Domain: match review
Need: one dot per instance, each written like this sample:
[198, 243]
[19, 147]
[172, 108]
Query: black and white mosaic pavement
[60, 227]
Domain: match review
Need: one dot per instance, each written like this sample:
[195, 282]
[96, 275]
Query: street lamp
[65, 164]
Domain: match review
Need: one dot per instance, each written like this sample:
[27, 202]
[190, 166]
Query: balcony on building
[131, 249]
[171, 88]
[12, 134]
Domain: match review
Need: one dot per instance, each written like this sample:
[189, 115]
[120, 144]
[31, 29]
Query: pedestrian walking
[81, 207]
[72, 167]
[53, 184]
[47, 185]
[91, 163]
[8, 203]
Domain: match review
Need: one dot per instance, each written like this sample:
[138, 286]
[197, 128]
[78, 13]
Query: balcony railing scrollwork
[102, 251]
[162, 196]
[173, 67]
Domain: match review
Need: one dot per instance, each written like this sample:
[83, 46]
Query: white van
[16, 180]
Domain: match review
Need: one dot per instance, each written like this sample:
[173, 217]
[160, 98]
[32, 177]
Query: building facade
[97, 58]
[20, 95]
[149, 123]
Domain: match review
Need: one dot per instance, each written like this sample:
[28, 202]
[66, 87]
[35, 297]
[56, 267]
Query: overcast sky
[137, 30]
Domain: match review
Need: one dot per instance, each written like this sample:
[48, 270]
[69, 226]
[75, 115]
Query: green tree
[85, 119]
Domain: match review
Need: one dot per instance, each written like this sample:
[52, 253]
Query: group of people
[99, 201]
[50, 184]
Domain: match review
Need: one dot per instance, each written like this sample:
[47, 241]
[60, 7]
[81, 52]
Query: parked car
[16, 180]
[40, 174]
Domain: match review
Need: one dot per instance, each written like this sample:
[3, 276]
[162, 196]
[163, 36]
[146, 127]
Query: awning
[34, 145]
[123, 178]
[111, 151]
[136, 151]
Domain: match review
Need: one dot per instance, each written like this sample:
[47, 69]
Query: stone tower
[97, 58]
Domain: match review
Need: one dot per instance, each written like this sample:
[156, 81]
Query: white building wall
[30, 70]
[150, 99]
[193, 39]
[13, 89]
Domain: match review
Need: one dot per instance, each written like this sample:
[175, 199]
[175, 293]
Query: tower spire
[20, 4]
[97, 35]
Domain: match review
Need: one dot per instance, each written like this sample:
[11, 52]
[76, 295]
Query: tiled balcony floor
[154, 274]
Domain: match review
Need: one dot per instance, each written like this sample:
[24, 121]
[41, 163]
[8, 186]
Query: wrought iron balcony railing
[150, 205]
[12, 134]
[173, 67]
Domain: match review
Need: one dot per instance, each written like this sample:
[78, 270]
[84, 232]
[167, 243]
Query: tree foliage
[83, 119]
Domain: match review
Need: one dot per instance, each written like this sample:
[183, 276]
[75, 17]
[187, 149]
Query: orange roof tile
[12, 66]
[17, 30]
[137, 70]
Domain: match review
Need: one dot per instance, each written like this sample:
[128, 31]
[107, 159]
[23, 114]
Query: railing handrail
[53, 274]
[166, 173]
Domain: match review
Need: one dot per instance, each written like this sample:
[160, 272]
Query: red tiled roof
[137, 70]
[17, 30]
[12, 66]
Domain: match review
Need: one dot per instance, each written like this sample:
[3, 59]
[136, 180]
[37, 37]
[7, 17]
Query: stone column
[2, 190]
---*---
Please give the entries above again in full, exactly as written.

Domain: match review
Need: one dot per instance, each written like this sample:
[198, 243]
[19, 147]
[172, 108]
Query: black and white mosaic pavement
[60, 227]
Domain: match review
Need: one dot per instance, each written like this sample:
[195, 282]
[96, 275]
Query: street lamp
[65, 164]
Domain: match review
Need: one dot per instance, each written like this sample:
[27, 202]
[190, 166]
Query: balcony on building
[131, 249]
[171, 88]
[12, 134]
Domain: match review
Need: one dot per instance, each written like this sample:
[189, 115]
[120, 144]
[31, 29]
Query: pedestrian walking
[81, 207]
[72, 167]
[53, 184]
[47, 185]
[91, 163]
[8, 203]
Domain: match review
Need: one dot per instance, each written like this sample:
[138, 286]
[197, 128]
[78, 13]
Query: balcony railing scrollwork
[102, 251]
[162, 196]
[173, 67]
Domain: match review
Need: one dot per instance, each written like this sample:
[83, 46]
Query: white van
[16, 180]
Domain: match review
Need: one dot per instance, each written like this sample:
[173, 217]
[160, 98]
[32, 177]
Query: building facade
[97, 58]
[20, 95]
[149, 123]
Domain: match review
Need: one dot per instance, each written like this sample:
[28, 202]
[66, 87]
[35, 297]
[56, 267]
Query: overcast sky
[137, 30]
Domain: match review
Need: one dot per instance, each written like this sample:
[48, 270]
[69, 226]
[75, 115]
Query: green tree
[85, 119]
Domain: match review
Need: one dot per instance, each written like this sample:
[52, 253]
Query: group of people
[99, 201]
[50, 184]
Domain: match review
Need: one dot per instance, each written like this sample:
[47, 241]
[60, 7]
[81, 52]
Query: parked car
[16, 180]
[40, 174]
Domain: match review
Need: one dot per instance, each written like this sample:
[3, 276]
[162, 196]
[163, 36]
[146, 127]
Query: awning
[34, 145]
[123, 178]
[111, 151]
[136, 151]
Domain: match review
Need: one dot per instance, each written like this sample:
[47, 69]
Query: stone tower
[97, 58]
Domain: match review
Need: one dot per instance, each written like this sample:
[156, 81]
Query: white building wall
[30, 70]
[150, 99]
[193, 39]
[13, 89]
Domain: match review
Need: one dot per instance, each written like this sample:
[175, 199]
[175, 293]
Query: tower spire
[20, 4]
[97, 35]
Domain: match review
Need: one dot per instance, each written like this sample:
[11, 52]
[76, 295]
Query: tiled balcony floor
[154, 274]
Domain: match review
Need: one dot per instance, each written like this sample:
[24, 121]
[41, 163]
[8, 186]
Query: wrought iron balcony railing
[150, 205]
[12, 134]
[173, 67]
Domain: match review
Need: one dot per instance, each written like this sample:
[78, 270]
[84, 232]
[167, 243]
Query: tree foliage
[83, 119]
Domain: match review
Need: one dot per instance, each written like this sample:
[183, 276]
[75, 17]
[187, 149]
Query: orange roof tile
[12, 66]
[17, 30]
[137, 70]
Domain: match review
Need: one dot per instance, each written like this sample:
[128, 31]
[107, 159]
[23, 114]
Query: railing handrail
[53, 274]
[166, 173]
Domain: match review
Need: one dot per instance, each written like this sample:
[160, 272]
Query: red tiled roof
[137, 70]
[17, 30]
[12, 66]
Domain: match review
Need: one dot per instance, each written like this sample:
[3, 59]
[136, 180]
[37, 37]
[7, 17]
Query: stone column
[2, 190]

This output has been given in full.